[ASSIGNMENT]
Continue the article on air pollution from the point where it ends.

*** Opening of SOURCE DOCUMENT ***

Air pollution is more than a concern, it’s the crisis of our times, the one we feel in our lungs with every tortured breath. Worldwide, as many as 7 million premature deaths from lung cancer, heart disease and stroke are attributed to air pollution every year. As air pollutants like carbon dioxide are also greenhouse gases, the need to reduce them becomes even more urgent.

India’s cities are at the centre of the air pollution crisis. The IQAir ‘World Air Quality Report 2022’ reveals that in 2021, not one single city in India met the updated WHO safety standards of

5 micrograms of PM (particulate matter) 2.5 per cubic metre of air; while almost half our cities exceeded the limit by almost 10 times.

A study by the Energy Policy Institute at the University of Chicago (EPIC) has shown that life expectancy may be reduced by as much as nine years in a highly polluted city like Delhi, the fourth most polluted city in the world based on an annual average PM2.5 concentration (μg/m³).

This despite the National Clean Air Program (NCAP) having been started in 2019, covering 100 of the more polluted cities. Serious air pollution has been repeatedly reported not only in the context of landlocked cities like Delhi (as well as several other towns and cities of the National Capital Region), but also from a coastal city like Mumbai which, until some years ago, was supposed to be relatively well-protected from the worst of air pollution due to fresh sea-breezes.

No more, thanks to several man-made factors, including relentless, indiscriminate construction.

With the whole world reeling from this upsurge, the few notable successes in checking air pollution could go unnoticed. A recent note by the United Nations Environment Programme (UNEP) mentions some encouraging initiatives in five cities—Paris, New York, Seoul, Bogota and Accra, which is the first African city to join the BreatheLife campaign started as a joint initiative by several international agencies.

*** Close of SOURCE DOCUMENT ***
*** Opening of DATASET ***

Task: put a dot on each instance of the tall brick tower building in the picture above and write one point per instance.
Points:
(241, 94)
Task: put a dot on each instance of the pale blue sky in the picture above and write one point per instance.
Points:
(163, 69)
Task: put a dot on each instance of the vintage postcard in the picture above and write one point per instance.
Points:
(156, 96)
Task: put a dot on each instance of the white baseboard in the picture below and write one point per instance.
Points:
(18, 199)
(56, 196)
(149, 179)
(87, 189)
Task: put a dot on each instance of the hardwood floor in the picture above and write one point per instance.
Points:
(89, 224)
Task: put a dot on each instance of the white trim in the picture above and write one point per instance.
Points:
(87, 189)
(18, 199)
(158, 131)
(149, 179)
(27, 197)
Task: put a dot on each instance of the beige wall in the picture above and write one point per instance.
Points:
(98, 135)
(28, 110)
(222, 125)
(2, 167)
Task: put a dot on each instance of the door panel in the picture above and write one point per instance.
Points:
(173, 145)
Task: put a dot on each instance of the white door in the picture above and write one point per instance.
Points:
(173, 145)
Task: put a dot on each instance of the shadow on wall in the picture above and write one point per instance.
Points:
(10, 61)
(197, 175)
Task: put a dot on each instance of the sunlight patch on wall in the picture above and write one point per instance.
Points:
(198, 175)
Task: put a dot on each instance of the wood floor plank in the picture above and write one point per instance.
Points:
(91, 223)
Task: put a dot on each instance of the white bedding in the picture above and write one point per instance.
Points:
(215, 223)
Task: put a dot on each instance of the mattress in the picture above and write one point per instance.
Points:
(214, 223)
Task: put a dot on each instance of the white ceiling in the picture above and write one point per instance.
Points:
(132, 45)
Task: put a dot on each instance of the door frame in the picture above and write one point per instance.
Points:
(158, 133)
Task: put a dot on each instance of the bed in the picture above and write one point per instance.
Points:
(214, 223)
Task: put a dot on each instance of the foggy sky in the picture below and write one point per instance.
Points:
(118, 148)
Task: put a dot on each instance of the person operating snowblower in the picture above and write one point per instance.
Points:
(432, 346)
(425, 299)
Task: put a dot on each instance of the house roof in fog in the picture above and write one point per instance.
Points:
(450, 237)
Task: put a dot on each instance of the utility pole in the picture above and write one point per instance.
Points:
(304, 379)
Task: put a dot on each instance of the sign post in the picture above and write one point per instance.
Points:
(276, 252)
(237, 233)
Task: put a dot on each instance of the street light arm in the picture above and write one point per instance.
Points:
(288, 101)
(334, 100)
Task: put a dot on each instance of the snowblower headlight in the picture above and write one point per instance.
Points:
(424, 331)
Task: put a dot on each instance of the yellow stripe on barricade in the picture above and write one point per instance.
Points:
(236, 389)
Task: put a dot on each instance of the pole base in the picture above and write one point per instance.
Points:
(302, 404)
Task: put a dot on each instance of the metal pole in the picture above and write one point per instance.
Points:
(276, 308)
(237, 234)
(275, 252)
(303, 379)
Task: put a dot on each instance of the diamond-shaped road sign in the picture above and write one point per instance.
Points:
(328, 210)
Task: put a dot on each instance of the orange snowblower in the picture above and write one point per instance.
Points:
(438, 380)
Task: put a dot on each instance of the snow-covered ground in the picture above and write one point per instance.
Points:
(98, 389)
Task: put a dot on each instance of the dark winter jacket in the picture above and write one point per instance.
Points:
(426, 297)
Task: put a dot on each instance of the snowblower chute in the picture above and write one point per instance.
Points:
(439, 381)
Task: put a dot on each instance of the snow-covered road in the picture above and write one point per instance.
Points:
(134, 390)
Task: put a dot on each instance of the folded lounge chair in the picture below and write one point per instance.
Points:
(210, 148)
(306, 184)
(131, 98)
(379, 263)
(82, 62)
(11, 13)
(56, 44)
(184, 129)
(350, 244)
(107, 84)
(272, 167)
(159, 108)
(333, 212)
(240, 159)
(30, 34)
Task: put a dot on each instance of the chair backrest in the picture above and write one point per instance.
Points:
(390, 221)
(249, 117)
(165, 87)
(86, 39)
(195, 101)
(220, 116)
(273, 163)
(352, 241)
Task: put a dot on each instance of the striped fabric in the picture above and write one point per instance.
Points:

*** Close of DATASET ***

[EXPECTED OUTPUT]
One highlight that struck me in particular was in Seoul, where a ‘wind path forest’ has been created by planting trees at calibrated intervals along rivers and roads to channel air into the city centre. India needs to come up with such innovative solutions.

While the launching of the NCAP was a much-needed step, it was stymied from the start due to underfunding and blinkered vision. Some short-term successes have been reported from cities like Raipur, but the overall situation remains very bleak and worrying.

As many cities under the control of different governments suffer from similarly grave pollution problems, the blame cannot be laid at any one particular door—rather it should be seen as a larger failure of governance. The failure lies in falling short of the requirements of 21st-century urban governance—one which involves attentive and adequate care for the environment.

Instead of well-informed planning and thoughtful implementation, urban governance in India is driven all too often by ad-hoc responses, populism and corruption. What is still not being acknowledged is the fact that pollution control should be at the core of urban development. Given our bedevilled legacy, and mounting worries for the future, urban planning needs to play a bigger role, with multi-layered improvements.

When it comes to a city like Delhi whose importance as the country’s capital is well recognised, there has been no dearth of statistics, studies and various initiatives based on them. Yet, glaring deficiencies remain. Most of the hectic attention paid to this issue is confined to a concentrated period when the problem is most acute.

For the rest of the year, it’s on the back-burner, with the result that the base level of pollution is not reduced, and is already at a high level when the difficult days of maximum pollution arrive.

Much has been said about the various steps being taken by the government to reduce vehicular pollution, including Bharat Stage VI Emission Standards.

These may have played a positive and helpful role, but if you zoom out, you see how these policies have also supported the very rapid growth of private car ownership, at a far higher rate than is good for the health of our cities. Meanwhile, public transport has not received equal attention, and has, in fact, gone from bad to worse in several places.

Air Pollution: Minus 10 years of your life

Another aspect that has generated more media attention than actual results is stubble burning. Several solutions have been suggested, not all of which are consistent with each other. One much-discussed solution has been to find economically profitable uses for paddy crop stubble, setting up the infrastructure for which may involve disproportionately high investments.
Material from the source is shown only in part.